**Objectif de la tâche:** Poursuivez la chronique consacrée à l'album Rap Album One de Jonwayne en reprenant juste après sa dernière phrase.

La sortie d’un album sur le label Stones Throw est toujours un événement pour tout rap head qui se respecte. J’ai donc jetté une oreille curieuse sur ce Rap Album One de Jonwayne (son nom de baptême est Jon Wayne, true story!). Ce rappeur au blaze étrange a fait surface en 2011 avec deux démos (Bowser et I Don’t Care). Mais c’est en 2012, année de sa signature sur Stones Throw que sa carrière décolle. C’est durant ces trois dernières années qu’il a réussi à affirmer son style, qu’il a peaufiné au fil de trois mixtapes : la série des Cassette. Celles-ci sont littéralement sorti au format cassette, délaissé depuis longtemps (et à raison) par l’industrie musicale. Jonwayne n’est pas un artiste dont on peut dire que sa musique est « abordable ». D’abord, il rappe la plupart du temps sur des instrus qu’il produit lui même, à l’atmosphère glauque et mélancholique et à la finition plutôt brouillon. Lorsque ce n’est pas le cas, il utilise des beats pompés sur d’autres artistes plutôt avant-gardistes (Mndsgn, Madlib…). Quant à son flow, il est plutôt lent et monocorde. Mais alors quelle-est donc la force de ce rappeur? Ses textes, assurément. On est loin du rap gangsta ou du bling bling. On pourrait presque dire que Jonwayne est un poète du rap. Dans ces chansons, il cite Samuel Beckett et Charles Bukowski plutôt que 2Pac ou Jay-Z. Assez parlé du passé. Jonwayne transforme-t-il l’essai avec Rap Album One?

**Matériel fourni:**
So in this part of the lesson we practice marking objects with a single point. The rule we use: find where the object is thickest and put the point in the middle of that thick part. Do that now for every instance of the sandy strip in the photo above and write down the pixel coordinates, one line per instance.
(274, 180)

**Résultat de la tâche:**
L’album s’ouvre sur un air planant, sans drums. Seulement une basse qui tonne, un synthé qui rayonne, et une mélodie au piano. L’ambiance est presque mystique. La voix rauque de Jonwayne fait son entrée :
« I can’t wait for the sky to fall / Picture me rising up until I burn / Like a comet from the ground / Bones turn to dust, I’m a desert in the urn. »
On reconnait immédiatement la patte de l’artiste, empreinte de noirceur et de finesse. Ce n’est pas le rap jazzy auquel Stones Throw nous avait habitués, mais qu’importe. On redescend assez vite sur terre avec le second titre de l’album : « You Can Love Me When I’m Dead ». Cette fois le beat est rampant et minimaliste, on pense plus à « Yonkers » de Tyler The Creator qu’à J Dilla. Sur ce titre, Jonwayne joue les braggadocios et délivre quelques brillantes punchlines :
« And I’ll be famous when they catch up with this time machine shit / But by then you’ll have to dig me up / Vinyl over a skeleton, set the record straight / Bones to crates, time’s irrelevant. »
« Find Me In The Future » renoue avec le style de rap que l’on pouvait entendre sur les Cassette. C’est pour moi un des meilleurs morceaux de l’album. Jonwayne y déverse son mépris pour le rap game, et se prend un petit peu pour Dieu :
« I’m here to upset the balance of the universe / Capsizing certain rap acts the size of Jupiter »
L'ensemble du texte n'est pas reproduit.